Only the lines from the beginning of the entries through the one that holds "Where can the cake slice" may appear in the answer, written out exactly and free of pictures.

☆ ☆ ☆ ☆

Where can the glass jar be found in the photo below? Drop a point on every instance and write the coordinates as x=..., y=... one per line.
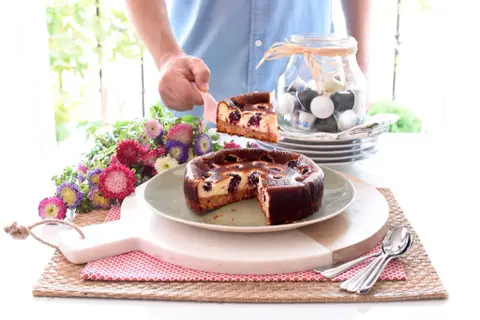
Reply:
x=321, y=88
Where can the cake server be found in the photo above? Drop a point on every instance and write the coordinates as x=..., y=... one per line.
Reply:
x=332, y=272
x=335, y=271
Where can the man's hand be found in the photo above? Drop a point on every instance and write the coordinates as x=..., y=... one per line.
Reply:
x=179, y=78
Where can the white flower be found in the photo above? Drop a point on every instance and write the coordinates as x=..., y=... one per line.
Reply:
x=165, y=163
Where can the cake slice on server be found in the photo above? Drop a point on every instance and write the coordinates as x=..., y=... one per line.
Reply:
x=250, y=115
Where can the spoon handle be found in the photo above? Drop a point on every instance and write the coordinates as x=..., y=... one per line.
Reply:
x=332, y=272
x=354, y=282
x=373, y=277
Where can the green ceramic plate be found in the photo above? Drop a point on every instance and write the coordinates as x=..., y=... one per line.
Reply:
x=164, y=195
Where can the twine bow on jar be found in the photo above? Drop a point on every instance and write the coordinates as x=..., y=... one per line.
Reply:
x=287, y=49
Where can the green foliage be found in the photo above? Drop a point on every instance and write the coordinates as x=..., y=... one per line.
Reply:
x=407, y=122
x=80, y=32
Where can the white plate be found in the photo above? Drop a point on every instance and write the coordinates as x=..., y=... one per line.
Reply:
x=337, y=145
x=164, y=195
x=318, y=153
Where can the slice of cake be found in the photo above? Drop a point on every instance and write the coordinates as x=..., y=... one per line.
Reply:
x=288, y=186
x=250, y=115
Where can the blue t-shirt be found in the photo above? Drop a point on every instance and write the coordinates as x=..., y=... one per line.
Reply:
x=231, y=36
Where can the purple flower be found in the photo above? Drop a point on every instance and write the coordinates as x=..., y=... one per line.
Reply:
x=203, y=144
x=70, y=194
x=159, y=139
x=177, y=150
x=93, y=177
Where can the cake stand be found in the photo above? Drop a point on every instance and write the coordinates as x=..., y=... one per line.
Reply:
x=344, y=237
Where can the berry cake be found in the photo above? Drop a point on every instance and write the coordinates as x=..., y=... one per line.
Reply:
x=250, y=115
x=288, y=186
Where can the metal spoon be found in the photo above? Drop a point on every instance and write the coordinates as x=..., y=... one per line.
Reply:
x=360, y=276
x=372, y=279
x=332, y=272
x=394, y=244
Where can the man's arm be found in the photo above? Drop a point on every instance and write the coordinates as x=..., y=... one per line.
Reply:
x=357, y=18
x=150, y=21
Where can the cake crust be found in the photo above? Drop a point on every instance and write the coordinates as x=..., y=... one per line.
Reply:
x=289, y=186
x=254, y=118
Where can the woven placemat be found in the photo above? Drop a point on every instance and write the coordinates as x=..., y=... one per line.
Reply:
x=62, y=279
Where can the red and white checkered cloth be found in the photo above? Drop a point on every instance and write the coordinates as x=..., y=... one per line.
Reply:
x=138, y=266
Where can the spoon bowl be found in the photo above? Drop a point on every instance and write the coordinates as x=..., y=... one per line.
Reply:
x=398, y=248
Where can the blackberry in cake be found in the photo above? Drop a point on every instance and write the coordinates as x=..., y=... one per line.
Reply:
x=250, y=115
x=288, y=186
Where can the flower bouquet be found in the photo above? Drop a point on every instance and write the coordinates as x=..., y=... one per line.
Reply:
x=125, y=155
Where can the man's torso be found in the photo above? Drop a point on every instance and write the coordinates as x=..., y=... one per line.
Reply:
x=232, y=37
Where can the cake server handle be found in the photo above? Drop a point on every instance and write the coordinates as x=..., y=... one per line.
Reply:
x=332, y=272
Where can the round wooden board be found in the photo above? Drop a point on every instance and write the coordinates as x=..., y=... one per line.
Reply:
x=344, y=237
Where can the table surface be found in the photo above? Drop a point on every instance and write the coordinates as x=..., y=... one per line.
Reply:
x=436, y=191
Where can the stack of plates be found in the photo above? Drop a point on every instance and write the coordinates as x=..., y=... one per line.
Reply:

☆ ☆ ☆ ☆

→ Solved exercise
Where can the glass jar be found in the photo below? Drop a point on every instance and write the coordinates as x=..., y=... one per line.
Reply:
x=321, y=88
Where can the cake server be found in the photo above? Drop a point on every instance and write the coordinates as x=..., y=... one per line.
Reply:
x=332, y=272
x=335, y=271
Where can the man's hand be found in the photo above? Drop a point on every instance and write the coordinates as x=..., y=... one per line.
Reply:
x=179, y=78
Where can the white flower be found in the photo above? Drop a point on every instance and write the coordinates as x=..., y=... one per line.
Reply:
x=165, y=163
Where can the cake slice on server be found in the photo above? Drop a point on every instance and write the coordinates as x=..., y=... one per line.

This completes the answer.